----- The input
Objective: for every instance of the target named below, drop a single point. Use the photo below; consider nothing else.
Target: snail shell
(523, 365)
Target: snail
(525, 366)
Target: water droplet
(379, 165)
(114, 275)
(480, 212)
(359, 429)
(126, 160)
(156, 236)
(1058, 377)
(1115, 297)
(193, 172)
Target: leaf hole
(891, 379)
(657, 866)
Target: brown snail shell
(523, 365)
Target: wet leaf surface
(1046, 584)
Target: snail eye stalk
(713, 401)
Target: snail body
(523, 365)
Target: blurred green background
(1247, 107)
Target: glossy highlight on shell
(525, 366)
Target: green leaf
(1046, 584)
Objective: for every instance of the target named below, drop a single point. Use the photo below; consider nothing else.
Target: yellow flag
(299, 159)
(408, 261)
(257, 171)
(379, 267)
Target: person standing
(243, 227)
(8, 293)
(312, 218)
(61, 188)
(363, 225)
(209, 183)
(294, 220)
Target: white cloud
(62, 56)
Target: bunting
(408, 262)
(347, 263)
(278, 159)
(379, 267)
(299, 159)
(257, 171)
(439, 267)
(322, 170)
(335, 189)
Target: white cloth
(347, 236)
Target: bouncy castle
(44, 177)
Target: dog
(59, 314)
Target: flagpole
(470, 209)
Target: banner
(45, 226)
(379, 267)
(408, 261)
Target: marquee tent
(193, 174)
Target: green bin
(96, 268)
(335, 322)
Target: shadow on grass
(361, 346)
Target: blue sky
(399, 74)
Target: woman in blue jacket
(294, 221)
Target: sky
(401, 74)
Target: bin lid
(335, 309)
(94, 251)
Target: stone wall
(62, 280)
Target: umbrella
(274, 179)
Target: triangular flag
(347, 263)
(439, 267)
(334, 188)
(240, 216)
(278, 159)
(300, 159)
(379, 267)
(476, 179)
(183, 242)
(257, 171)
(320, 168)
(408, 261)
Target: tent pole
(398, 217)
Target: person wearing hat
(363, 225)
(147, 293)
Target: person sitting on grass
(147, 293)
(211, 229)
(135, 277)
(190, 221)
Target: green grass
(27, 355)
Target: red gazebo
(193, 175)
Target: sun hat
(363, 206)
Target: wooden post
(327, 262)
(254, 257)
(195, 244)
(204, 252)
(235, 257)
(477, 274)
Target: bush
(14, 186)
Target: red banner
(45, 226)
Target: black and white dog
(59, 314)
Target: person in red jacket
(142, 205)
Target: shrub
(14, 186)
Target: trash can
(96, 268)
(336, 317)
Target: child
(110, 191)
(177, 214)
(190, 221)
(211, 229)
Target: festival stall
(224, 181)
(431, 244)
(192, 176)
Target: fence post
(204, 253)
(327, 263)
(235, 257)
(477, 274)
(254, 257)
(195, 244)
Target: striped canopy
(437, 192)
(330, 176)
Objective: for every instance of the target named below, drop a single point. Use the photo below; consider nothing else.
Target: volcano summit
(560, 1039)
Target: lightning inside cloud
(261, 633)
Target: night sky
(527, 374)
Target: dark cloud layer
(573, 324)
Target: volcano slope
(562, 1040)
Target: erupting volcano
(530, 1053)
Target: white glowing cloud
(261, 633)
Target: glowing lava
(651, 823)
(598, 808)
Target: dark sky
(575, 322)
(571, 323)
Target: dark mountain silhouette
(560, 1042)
----------
● Try it
The span to print begins at the line containing "Target: lightning inside cloud" and ends at the final line of the entries; print it exactly and print nothing else.

● Solution to this task
Target: lightning inside cloud
(261, 633)
Target: night sky
(527, 374)
Target: dark cloud layer
(573, 324)
Target: volcano slope
(562, 1040)
Target: erupting volcano
(530, 1053)
Target: white glowing cloud
(261, 633)
Target: glowing lava
(651, 823)
(598, 808)
Target: dark sky
(575, 322)
(571, 323)
Target: dark mountain silhouette
(560, 1042)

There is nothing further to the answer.